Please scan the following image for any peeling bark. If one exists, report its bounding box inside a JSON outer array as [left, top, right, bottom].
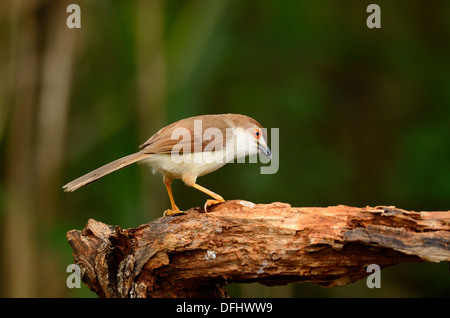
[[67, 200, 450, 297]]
...
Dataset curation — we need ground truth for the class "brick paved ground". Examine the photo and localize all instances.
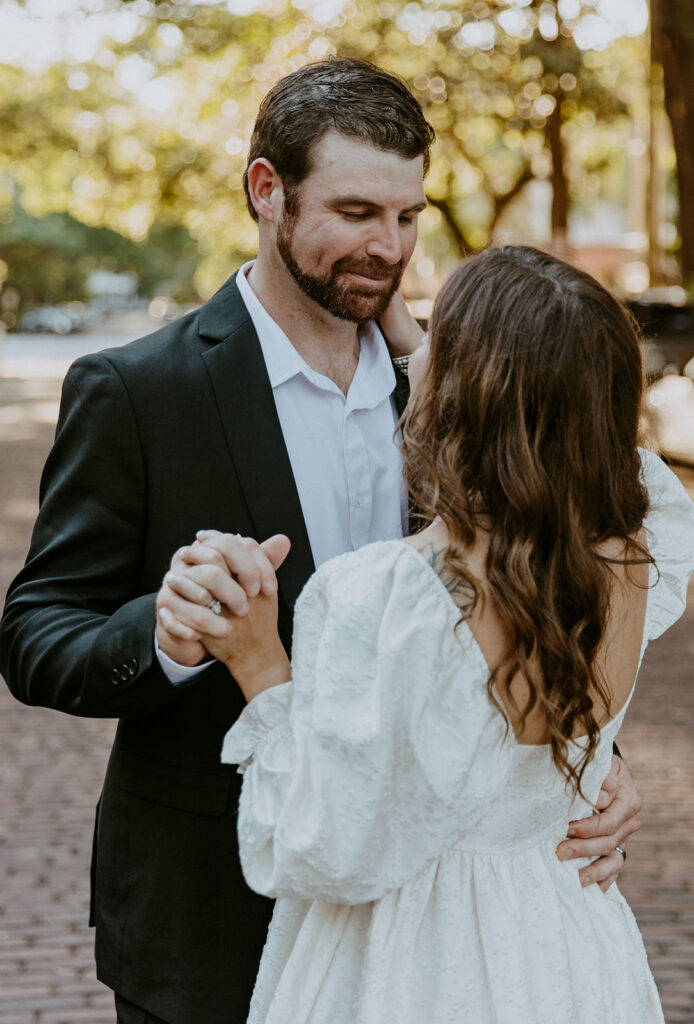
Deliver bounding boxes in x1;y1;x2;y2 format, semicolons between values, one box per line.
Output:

** Ketentuan Latihan **
Kutip setiap baris dari daftar di atas yang memuat kata "bounding". Huruf besar dan kecil dibedakan.

** Jawaban Tugas **
Please scan the following image for any peeling bark. If one exists, report its bounding box inside a JSON outer array as [left, top, right, bottom].
Deliver bounding boxes in x1;y1;x2;y2 format, semicolons between values, one box per line.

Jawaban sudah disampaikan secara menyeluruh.